WORK INSTRUCTIONS | Pull out every line in the entries that contains the word "window", copying each line in full.

LISTED ENTRIES |
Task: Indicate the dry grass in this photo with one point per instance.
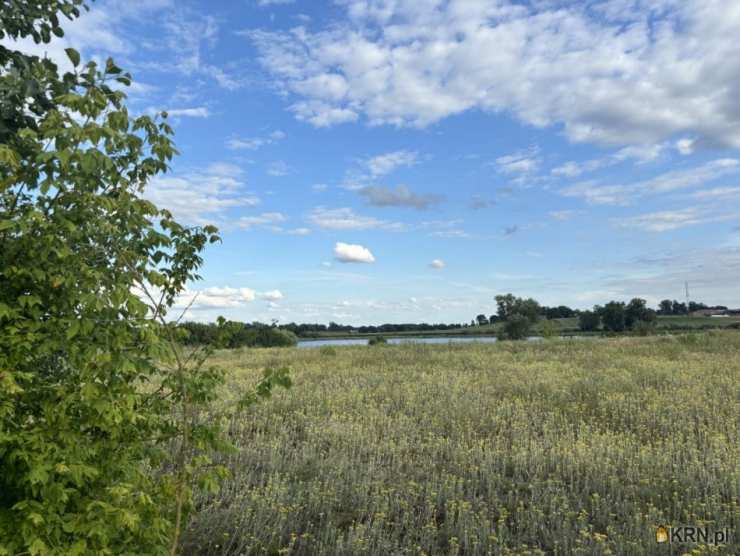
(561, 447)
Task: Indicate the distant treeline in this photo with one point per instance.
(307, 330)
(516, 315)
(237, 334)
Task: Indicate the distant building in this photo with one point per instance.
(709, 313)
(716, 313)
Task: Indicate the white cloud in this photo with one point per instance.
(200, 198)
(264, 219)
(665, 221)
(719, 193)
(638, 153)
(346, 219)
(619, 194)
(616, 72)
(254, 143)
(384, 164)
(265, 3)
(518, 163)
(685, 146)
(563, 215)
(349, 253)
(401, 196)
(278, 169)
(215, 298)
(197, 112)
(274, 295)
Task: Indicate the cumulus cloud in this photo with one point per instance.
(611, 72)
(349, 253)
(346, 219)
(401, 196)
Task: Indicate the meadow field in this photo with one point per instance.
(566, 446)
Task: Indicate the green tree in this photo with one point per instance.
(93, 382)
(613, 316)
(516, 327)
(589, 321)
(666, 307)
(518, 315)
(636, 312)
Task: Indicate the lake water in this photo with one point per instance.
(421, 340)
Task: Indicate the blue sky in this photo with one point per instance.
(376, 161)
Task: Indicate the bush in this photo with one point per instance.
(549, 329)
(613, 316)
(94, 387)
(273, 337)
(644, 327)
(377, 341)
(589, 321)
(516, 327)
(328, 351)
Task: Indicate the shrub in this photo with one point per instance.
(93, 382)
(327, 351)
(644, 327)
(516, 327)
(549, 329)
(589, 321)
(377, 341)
...
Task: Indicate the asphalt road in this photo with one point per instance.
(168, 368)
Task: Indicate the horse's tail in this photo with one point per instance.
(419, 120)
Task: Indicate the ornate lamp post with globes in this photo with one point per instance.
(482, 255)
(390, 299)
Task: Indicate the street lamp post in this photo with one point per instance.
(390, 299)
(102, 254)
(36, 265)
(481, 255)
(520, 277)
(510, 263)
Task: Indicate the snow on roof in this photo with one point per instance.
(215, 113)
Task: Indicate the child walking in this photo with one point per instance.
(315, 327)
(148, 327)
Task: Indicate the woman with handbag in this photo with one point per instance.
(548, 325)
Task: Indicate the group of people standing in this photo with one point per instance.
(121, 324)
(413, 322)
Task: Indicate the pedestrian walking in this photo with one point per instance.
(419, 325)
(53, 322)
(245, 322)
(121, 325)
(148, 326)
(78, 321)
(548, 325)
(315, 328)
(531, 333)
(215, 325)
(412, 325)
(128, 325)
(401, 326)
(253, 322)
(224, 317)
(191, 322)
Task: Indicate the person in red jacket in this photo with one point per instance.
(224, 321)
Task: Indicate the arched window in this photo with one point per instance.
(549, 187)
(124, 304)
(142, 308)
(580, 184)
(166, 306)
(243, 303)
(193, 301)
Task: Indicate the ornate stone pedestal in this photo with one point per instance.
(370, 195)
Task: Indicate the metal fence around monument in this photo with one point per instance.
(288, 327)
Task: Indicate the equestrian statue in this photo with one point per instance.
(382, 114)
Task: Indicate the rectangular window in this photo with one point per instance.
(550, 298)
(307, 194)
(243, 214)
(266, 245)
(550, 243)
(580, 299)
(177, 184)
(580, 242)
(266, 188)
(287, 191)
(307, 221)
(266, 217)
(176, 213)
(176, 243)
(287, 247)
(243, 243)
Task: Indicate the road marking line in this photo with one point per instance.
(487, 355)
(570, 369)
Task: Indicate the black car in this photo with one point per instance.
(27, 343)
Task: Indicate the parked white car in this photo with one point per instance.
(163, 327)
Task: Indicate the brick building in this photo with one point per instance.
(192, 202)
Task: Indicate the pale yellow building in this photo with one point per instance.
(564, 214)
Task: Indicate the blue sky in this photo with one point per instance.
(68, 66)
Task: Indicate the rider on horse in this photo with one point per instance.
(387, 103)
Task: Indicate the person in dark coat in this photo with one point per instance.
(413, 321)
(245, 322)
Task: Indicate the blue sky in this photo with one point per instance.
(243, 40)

REPLY TO THE EXERCISE |
Task: Indicate the arched window in this photo with one point per instance.
Task: Indicate the rectangular window in this photo with one point per instance.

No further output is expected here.